• REQUIRED TASK: Repeat all of the material below exactly as written, images excluded.

§ §

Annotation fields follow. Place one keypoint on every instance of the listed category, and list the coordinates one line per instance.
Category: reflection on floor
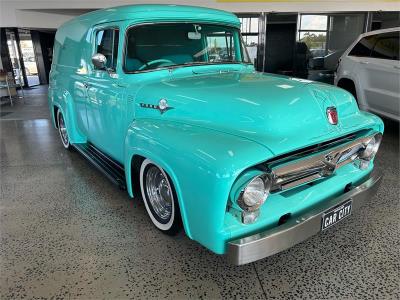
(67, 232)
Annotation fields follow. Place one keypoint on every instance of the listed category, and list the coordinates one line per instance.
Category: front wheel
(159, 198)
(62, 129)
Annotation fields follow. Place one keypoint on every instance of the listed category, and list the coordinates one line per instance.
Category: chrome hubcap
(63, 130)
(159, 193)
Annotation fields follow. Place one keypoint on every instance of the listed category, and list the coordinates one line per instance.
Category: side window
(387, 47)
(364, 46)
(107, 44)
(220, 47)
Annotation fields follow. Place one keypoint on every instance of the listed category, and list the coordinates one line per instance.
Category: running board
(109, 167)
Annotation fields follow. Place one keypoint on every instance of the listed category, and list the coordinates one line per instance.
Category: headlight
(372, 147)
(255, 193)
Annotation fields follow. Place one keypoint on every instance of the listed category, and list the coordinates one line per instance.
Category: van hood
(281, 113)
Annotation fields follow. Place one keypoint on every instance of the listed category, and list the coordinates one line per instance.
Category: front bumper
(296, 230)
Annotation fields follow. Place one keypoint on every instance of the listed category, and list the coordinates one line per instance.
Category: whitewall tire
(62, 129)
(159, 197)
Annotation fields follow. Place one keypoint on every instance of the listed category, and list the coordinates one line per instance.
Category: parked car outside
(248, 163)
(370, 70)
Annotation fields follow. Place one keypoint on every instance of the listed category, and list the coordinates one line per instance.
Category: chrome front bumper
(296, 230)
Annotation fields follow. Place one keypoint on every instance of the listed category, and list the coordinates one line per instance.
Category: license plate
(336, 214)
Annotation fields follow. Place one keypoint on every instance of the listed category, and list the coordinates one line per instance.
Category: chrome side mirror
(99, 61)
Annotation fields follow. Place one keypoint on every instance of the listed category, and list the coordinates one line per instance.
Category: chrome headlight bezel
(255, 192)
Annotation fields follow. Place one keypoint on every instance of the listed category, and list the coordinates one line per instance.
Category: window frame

§ §

• COMPLETE RESPONSE:
Annotation fields follow. Place one keypoint on every instance of the listed category, and list the coordinates one line per instance.
Category: reflection on floor
(67, 232)
Annotation fields follow. Place one keypoint on every instance of the listed category, and list the coordinates one line per instance.
Category: front wheel
(159, 198)
(62, 129)
Annotation fields follow. Place one keypoint on every instance of the listed category, and list the coordinates one line per instance.
Category: chrome hubcap
(63, 130)
(159, 193)
Annotation fields follow. Place one keypoint on every instance of the listed category, and list the coordinates one line per instance.
Category: side window
(387, 47)
(364, 46)
(107, 44)
(220, 47)
Annotation fields follow. Place one keypoint on every instance of the listed category, and list the coordinates one line per instance.
Category: running board
(109, 167)
Annotation fields follow. Place one keypoint on every instance of the listed category, and list the coordinates one line per instance.
Category: headlight
(372, 147)
(255, 193)
Annotation fields follow. Place one keypoint on every instance of the listed category, and list the coordinates one line per instance.
Category: van hood
(281, 113)
Annotation fields follow. Place one keypoint on every instance of the listed category, and list the coordinates one line per instance.
Category: front bumper
(296, 230)
Annotation fields follow. Place one keypoint on every instance of the listed category, and list the coordinates one line per instance.
Category: whitewall tire
(62, 129)
(159, 197)
Annotation fields follow. Place one keypoint on every instance of the listed category, and list the coordinates one line per instance.
Category: parked car outside
(248, 163)
(370, 70)
Annotation fields follow. Place one keypoint on every instance of the listed category, and list the coordinates one line per instance.
Category: chrome front bumper
(296, 230)
Annotation fields follow. Place one keypoint on every instance of the listed category, and list the coordinates one line per instance.
Category: license plate
(336, 214)
Annotation fields follow. Place one keypoint on every instance of the listed category, and list the coordinates one line per instance.
Category: chrome side mirror
(99, 61)
Annotation fields follow. Place one keypoint on every instance of the listed category, and list the coordinates one line per instance.
Category: chrome headlight bezel
(255, 192)
Annotation fields follow. Place one keypoint on every instance of the listed category, and list the coordinates one line per instance.
Category: window frame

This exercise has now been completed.